» **Material for this exercise**:
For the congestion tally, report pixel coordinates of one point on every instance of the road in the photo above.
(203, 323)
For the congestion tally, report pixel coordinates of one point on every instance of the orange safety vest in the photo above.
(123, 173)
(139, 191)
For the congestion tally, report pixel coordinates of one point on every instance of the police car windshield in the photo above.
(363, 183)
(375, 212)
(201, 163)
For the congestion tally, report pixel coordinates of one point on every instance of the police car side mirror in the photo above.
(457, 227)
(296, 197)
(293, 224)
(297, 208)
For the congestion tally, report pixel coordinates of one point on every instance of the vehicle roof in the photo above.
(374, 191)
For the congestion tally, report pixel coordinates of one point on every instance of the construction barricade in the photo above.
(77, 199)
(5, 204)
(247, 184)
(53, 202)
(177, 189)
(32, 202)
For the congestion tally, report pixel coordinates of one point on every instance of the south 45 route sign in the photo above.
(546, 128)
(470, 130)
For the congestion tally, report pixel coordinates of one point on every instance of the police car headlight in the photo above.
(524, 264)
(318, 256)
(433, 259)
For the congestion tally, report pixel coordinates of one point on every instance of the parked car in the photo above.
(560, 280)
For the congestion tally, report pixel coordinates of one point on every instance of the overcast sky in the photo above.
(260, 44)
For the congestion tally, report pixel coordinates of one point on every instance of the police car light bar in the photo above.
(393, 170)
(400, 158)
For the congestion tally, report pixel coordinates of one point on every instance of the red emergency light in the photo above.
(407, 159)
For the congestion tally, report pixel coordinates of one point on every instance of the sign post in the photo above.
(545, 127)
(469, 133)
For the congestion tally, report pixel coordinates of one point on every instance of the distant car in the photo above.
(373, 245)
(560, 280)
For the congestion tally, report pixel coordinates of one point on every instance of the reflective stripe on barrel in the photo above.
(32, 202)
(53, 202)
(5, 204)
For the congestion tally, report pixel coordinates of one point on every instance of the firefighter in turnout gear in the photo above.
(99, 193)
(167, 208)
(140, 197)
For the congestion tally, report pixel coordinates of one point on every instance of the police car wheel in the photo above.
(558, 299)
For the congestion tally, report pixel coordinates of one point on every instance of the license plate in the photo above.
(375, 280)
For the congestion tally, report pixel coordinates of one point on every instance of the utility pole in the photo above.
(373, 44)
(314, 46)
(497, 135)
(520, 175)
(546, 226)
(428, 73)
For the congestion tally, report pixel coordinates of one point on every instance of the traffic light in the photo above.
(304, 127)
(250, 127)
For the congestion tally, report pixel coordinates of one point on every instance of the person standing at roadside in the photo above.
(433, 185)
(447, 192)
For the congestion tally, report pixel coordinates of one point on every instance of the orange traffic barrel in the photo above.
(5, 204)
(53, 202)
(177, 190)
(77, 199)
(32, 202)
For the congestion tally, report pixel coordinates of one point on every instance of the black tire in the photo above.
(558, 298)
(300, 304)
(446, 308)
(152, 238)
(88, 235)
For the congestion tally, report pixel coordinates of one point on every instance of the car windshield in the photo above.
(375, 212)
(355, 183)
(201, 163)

» **What you have to do**:
Exactly as it stands, output the whole listing.

» **Task output**:
For the congestion tally, report pixel coordinates of one point on every instance of the road in the photo above.
(203, 323)
For the congestion tally, report pixel coordinates of one point on every instance of the orange safety vest in the photo above.
(123, 173)
(139, 191)
For the congestion tally, report pixel coordinates of one point on every instance of the police car windshield in the photo above.
(363, 183)
(375, 212)
(201, 163)
For the congestion tally, report pixel coordinates of one point on every instance of the police car side mirror in the photo above.
(457, 227)
(296, 197)
(293, 224)
(297, 208)
For the congestion tally, report pixel coordinates of one point on every instance of the vehicle roof in the photo above.
(374, 191)
For the congestion tally, report pixel coordinates of one point on every instance of the construction barricade in the photo above.
(77, 199)
(5, 204)
(247, 184)
(53, 202)
(177, 189)
(32, 202)
For the congestion tally, report pixel coordinates of one point on every instance of the south 45 route sign in the photo above.
(546, 128)
(470, 130)
For the congestion tally, report pixel coordinates of one point on every instance of the police car headlight in the photo above.
(524, 264)
(318, 256)
(433, 259)
For the congestion tally, report pixel coordinates of one point on every instance of the parked car in the photo above.
(560, 280)
For the congestion tally, report pixel coordinates of one point on every instance of the overcast sky in the photo above.
(260, 44)
For the congestion tally, report pixel coordinates of one point on every instance of the police car light bar in the photo above.
(393, 170)
(400, 158)
For the congestion tally, report pixel coordinates of one point on every instance of the red emergency light in the photo above.
(407, 159)
For the congestion tally, report pixel coordinates of one point on every instance of the sign post in the photo above.
(545, 127)
(469, 133)
For the congestion tally, report pixel coordinates of one point on every instance of the distant car in the photo above.
(373, 245)
(560, 280)
For the congestion tally, report pixel coordinates of one point on every instance of the reflective stripe on barrel in the photo above.
(32, 202)
(53, 202)
(5, 204)
For the congestion tally, report pixel coordinates of one point on every instance of the firefighter in turnout gear in the photo above.
(99, 193)
(167, 208)
(140, 197)
For the congestion tally, report pixel coordinates of one point on every instance of the police car wheel in the photo above.
(558, 299)
For the congestion tally, report pixel coordinates of one point on every instance of the license plate in the photo above.
(375, 280)
For the congestion tally, report pixel coordinates of one point on every instance of the utility pole in the photo above.
(373, 44)
(314, 46)
(497, 135)
(520, 175)
(546, 226)
(428, 73)
For the congestion tally, report pixel coordinates of one point on every instance of the traffic light in the photo above.
(304, 127)
(250, 127)
For the congestion tally, report pixel coordinates of one point on every instance of the person standing at roadside in the photo above.
(433, 185)
(447, 192)
For the congestion tally, report pixel coordinates of one point on every instance of the orange traffic barrel in the photo above.
(5, 204)
(53, 202)
(177, 190)
(77, 199)
(32, 202)
For the congestion tally, report pixel coordinates of one point on every instance of the black tire in the photo above.
(558, 298)
(300, 304)
(446, 308)
(152, 238)
(88, 235)
For the congestion tally, report pixel coordinates of one point on every instance of the car windshield in the photo above.
(375, 212)
(355, 183)
(201, 163)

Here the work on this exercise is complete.